**Provided data**
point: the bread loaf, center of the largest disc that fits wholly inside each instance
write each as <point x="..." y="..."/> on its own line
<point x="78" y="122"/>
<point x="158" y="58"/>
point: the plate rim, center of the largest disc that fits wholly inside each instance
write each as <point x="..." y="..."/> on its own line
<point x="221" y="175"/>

--

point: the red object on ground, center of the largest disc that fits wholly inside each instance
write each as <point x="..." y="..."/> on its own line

**Task description**
The string "instance" may appear in lines of the listing above; tally those lines and give the number only.

**Response to the task**
3